What lines of the data below include the word "sign"? Report them by copying each.

(Dataset entries)
- Opening Delimiter -

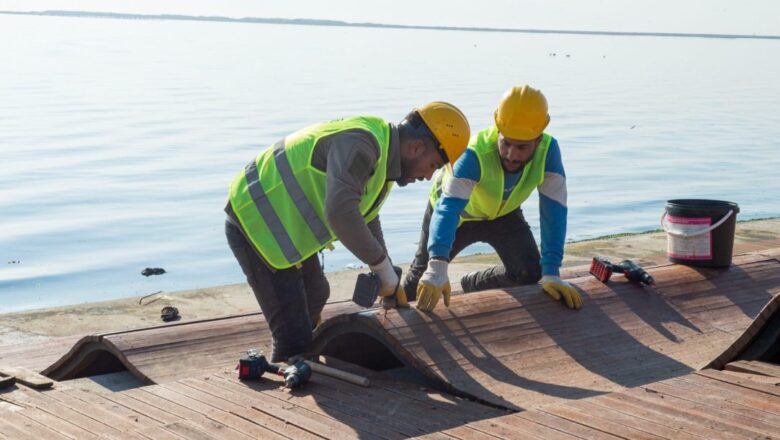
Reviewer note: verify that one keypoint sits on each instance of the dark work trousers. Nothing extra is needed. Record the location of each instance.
(512, 240)
(291, 299)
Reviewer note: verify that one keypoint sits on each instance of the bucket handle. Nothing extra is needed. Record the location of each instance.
(695, 234)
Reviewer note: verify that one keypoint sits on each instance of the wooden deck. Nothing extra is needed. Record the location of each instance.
(496, 364)
(707, 404)
(517, 349)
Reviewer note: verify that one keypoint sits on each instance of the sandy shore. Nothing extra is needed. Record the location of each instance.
(135, 312)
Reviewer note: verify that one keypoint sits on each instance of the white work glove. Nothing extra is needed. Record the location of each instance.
(390, 283)
(433, 284)
(554, 286)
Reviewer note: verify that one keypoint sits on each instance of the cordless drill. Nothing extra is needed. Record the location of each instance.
(367, 289)
(602, 269)
(253, 365)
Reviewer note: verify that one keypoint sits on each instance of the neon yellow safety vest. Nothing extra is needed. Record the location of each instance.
(279, 198)
(486, 200)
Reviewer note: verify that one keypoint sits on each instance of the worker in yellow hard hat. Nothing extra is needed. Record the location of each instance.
(324, 183)
(480, 201)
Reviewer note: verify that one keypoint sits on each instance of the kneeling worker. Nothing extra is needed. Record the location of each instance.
(324, 183)
(479, 201)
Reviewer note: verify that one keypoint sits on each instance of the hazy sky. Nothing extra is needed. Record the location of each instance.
(688, 16)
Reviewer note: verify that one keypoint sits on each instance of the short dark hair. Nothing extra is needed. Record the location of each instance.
(413, 126)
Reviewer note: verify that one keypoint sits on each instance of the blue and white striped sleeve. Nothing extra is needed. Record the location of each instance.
(455, 197)
(553, 211)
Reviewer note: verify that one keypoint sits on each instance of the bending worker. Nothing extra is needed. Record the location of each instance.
(479, 201)
(324, 183)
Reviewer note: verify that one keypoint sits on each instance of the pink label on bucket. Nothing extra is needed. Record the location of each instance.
(695, 247)
(688, 220)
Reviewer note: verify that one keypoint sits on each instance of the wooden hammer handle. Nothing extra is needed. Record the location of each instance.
(339, 374)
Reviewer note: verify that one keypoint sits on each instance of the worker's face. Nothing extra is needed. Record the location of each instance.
(516, 153)
(419, 161)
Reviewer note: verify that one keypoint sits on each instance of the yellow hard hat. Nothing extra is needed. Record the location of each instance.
(522, 113)
(449, 125)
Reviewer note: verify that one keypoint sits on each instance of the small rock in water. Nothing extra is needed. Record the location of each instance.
(354, 266)
(153, 271)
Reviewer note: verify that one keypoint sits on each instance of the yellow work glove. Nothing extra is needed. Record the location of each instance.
(390, 283)
(556, 287)
(433, 285)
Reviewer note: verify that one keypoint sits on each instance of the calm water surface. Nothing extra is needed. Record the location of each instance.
(118, 138)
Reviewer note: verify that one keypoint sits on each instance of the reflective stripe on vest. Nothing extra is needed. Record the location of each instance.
(486, 201)
(267, 212)
(299, 198)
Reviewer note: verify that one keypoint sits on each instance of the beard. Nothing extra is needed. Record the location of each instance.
(407, 165)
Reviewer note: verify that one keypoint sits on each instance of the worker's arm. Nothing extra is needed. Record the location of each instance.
(454, 198)
(351, 157)
(375, 226)
(553, 213)
(455, 195)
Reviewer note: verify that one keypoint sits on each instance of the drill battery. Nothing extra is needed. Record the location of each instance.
(602, 269)
(367, 289)
(252, 366)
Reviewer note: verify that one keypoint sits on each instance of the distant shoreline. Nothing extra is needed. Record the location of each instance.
(337, 23)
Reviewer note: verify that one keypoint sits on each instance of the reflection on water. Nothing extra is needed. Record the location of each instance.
(119, 138)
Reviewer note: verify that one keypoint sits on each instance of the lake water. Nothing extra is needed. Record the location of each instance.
(118, 138)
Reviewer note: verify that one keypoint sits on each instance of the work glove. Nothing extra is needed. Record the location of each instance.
(390, 283)
(556, 287)
(434, 284)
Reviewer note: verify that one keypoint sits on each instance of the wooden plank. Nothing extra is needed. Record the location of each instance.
(727, 391)
(12, 432)
(136, 419)
(562, 424)
(293, 413)
(189, 431)
(662, 412)
(159, 433)
(27, 428)
(27, 377)
(586, 418)
(276, 424)
(593, 406)
(6, 381)
(204, 424)
(55, 423)
(755, 367)
(109, 414)
(157, 414)
(47, 403)
(723, 377)
(743, 412)
(728, 421)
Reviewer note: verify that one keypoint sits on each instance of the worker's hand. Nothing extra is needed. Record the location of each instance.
(556, 287)
(434, 284)
(389, 281)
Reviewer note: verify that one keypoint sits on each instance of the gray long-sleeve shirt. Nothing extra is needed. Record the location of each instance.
(348, 158)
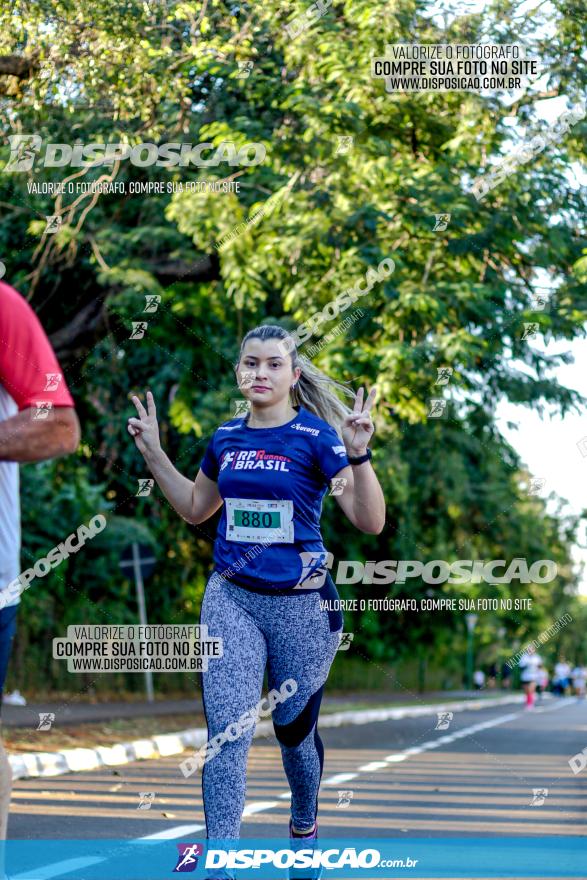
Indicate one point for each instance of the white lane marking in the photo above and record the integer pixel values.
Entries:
(566, 701)
(340, 777)
(373, 765)
(170, 833)
(259, 807)
(57, 868)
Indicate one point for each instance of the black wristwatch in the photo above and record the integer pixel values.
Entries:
(359, 459)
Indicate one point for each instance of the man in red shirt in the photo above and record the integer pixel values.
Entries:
(37, 421)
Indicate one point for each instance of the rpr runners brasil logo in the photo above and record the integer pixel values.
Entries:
(187, 859)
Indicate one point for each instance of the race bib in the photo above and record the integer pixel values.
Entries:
(254, 520)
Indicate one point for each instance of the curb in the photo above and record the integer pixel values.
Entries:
(39, 764)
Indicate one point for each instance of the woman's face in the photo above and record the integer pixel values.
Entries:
(264, 374)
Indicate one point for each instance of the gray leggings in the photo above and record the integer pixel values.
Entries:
(296, 640)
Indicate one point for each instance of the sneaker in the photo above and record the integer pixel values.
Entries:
(304, 841)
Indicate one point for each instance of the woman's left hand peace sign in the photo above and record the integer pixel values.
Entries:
(357, 427)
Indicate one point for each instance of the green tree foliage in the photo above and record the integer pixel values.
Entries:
(160, 72)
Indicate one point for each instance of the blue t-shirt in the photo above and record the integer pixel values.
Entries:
(284, 473)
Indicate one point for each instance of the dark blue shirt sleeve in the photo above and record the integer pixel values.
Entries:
(210, 463)
(332, 456)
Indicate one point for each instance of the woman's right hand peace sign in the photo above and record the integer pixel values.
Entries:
(145, 429)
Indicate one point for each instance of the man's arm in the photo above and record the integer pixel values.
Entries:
(23, 438)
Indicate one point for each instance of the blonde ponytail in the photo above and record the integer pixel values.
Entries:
(314, 390)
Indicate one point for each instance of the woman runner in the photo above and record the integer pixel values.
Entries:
(270, 471)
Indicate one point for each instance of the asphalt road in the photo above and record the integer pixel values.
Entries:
(475, 778)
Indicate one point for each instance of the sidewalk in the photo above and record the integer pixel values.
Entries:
(35, 764)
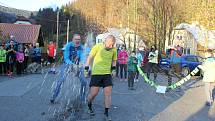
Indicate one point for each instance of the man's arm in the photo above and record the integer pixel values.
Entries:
(114, 63)
(89, 58)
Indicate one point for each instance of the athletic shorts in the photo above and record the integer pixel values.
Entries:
(51, 59)
(101, 81)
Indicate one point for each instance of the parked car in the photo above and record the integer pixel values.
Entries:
(188, 63)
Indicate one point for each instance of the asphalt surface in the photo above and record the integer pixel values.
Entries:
(26, 98)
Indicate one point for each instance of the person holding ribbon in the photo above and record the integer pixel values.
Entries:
(208, 67)
(104, 66)
(72, 55)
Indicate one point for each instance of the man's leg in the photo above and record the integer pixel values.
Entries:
(121, 71)
(149, 69)
(117, 69)
(93, 93)
(83, 80)
(107, 96)
(63, 74)
(125, 71)
(155, 70)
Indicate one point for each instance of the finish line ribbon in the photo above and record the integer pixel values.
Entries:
(172, 86)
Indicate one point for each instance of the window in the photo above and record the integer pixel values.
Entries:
(200, 59)
(191, 59)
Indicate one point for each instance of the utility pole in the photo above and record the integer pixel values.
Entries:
(67, 37)
(57, 29)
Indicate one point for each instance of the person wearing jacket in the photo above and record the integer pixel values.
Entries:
(139, 62)
(208, 68)
(51, 51)
(19, 61)
(72, 55)
(3, 55)
(132, 70)
(84, 76)
(175, 63)
(153, 61)
(122, 59)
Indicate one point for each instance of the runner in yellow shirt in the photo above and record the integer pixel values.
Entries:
(105, 56)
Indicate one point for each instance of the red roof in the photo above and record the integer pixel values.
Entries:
(22, 33)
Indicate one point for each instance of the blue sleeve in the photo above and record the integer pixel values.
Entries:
(66, 54)
(82, 54)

- Closing Delimiter -

◆ **EXERCISE RESULT**
Indicate one point for each instance of the woman's left hand peace sign in the photo above and record the integer pixel values.
Indicate one point for each instance of the woman's right hand peace sign in the photo above and record the integer pixel values.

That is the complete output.